Jüdische Gemeinde Telgte
Die Jüdische Gemeinde Telgte bestand seit dem 16./17. Jahrhundert bis 1941.
Geschichte
Die erste Nennung eines Juden in Telgte stammt aus dem Jahr 1539. 1555 erhielt Salomon von Wasungen, der aus Münster ausgewiesen worden war, einen Geleitbrief von Fürstbischof Wilhelm Ketteler und hielt sich fortan in Telgte auf. 1615 wurde der erste jüdische Begräbnisplatz in Telgte durch einen anderen Salomon erworben. Aus dem Jahr 1740 stammt die erste Erwähnung einer Synagoge, zu der auch eine jüdische Schule gehörte. Die alte Telgter Synagoge, die bis ins ausgehende 19. Jahrhundert als solche genutzt wurde, ist erhalten. Das Gebäude befindet sich in Privateigentum und steht zwischen der Stein- und der Emsstraße. 1779 waren insgesamt sieben jüdische Familien in Telgte ansässig, 1817 gehörten 73 Personen der Gemeinde an.[1] Seit 1848 war Telgte der Sitz der Synagogengemeinde für den Landkreis Münster.
Wegen Baufälligkeit und des Wachstums der Mitgliederzahlen beschloss die Gemeinde 1866, eine neue Synagoge zu errichten. Dieser Plan konnte allerdings erst neun Jahre später verwirklicht werden. Am 5. September 1875 fand die Einweihungsfeier der neuen Synagoge in der Königstraße 43 statt.

-- Aufgabenstellung --
Kannst du aus dem Text über die Jüdische Gemeinde Telgte die Passage wiedergeben, die bei „Wegen Baufälligkeit und“ einsetzt und nach „Königstraße 43 statt.“ endet, und darin „Einweihungsfeier“ gegen „Eröffnungsfeier“ tauschen?

-- Angezeigte Datensätze --
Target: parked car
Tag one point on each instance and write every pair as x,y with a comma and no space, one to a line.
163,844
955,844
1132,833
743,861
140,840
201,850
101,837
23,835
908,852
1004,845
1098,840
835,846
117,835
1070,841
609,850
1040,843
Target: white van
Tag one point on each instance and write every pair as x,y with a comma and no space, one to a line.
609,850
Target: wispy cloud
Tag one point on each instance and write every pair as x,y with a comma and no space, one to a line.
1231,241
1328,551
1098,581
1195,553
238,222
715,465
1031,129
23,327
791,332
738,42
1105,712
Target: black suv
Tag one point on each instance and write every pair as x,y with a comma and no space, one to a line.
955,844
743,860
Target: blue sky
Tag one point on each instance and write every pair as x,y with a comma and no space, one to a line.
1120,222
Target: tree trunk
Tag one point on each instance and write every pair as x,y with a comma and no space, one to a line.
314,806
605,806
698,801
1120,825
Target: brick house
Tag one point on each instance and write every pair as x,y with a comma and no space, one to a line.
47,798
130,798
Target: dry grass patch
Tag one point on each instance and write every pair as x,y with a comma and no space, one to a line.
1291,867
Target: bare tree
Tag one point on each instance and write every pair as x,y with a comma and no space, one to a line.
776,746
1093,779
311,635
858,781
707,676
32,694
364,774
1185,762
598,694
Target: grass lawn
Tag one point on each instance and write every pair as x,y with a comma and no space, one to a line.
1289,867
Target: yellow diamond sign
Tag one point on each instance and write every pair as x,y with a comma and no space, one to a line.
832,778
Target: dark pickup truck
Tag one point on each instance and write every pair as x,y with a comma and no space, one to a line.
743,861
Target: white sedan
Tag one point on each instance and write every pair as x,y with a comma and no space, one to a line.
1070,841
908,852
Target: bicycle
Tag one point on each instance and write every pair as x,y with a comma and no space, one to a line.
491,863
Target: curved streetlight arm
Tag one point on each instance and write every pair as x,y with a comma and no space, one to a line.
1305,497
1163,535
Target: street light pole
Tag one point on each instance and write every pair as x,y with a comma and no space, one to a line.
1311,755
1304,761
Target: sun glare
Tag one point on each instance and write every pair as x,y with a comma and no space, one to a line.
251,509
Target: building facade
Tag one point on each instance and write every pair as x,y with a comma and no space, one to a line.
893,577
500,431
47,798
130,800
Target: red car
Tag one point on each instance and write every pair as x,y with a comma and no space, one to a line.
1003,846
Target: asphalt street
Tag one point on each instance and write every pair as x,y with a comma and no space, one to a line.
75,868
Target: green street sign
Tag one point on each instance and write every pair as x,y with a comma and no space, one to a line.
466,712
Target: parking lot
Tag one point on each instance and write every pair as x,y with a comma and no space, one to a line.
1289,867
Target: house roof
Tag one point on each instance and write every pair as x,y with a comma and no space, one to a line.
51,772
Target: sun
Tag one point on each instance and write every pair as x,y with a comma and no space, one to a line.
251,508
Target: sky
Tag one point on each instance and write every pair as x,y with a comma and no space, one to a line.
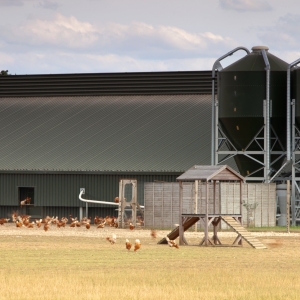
96,36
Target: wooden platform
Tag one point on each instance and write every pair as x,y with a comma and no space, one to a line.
231,221
243,233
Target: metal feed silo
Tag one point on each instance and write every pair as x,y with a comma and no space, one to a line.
245,92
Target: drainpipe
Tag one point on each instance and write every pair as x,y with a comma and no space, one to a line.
267,118
214,132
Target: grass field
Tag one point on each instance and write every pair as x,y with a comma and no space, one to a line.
68,267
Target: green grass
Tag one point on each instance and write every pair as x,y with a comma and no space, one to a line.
45,267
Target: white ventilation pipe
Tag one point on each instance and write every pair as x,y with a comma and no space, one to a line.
97,201
267,114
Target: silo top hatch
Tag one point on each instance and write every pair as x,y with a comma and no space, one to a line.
255,62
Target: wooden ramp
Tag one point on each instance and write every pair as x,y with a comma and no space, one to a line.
240,230
175,232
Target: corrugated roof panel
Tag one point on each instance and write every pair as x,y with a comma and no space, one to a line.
132,83
105,133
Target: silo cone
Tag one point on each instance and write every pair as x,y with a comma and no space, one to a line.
241,92
281,194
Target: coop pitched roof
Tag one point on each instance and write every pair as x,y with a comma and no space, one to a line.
129,133
205,172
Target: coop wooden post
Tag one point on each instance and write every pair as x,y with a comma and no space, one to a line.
181,238
288,195
196,201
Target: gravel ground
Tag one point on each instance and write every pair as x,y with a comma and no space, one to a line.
10,229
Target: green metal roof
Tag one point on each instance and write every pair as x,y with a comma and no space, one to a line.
151,133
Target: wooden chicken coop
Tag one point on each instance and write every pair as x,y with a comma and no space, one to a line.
211,213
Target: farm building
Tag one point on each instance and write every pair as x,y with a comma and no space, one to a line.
61,133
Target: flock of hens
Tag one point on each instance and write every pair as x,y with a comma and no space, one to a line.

-- Erledigte Aufgabe --
Wegen Baufälligkeit und des Wachstums der Mitgliederzahlen beschloss die Gemeinde 1866, eine neue Synagoge zu errichten. Dieser Plan konnte allerdings erst neun Jahre später verwirklicht werden. Am 5. September 1875 fand die Eröffnungsfeier der neuen Synagoge in der Königstraße 43 statt.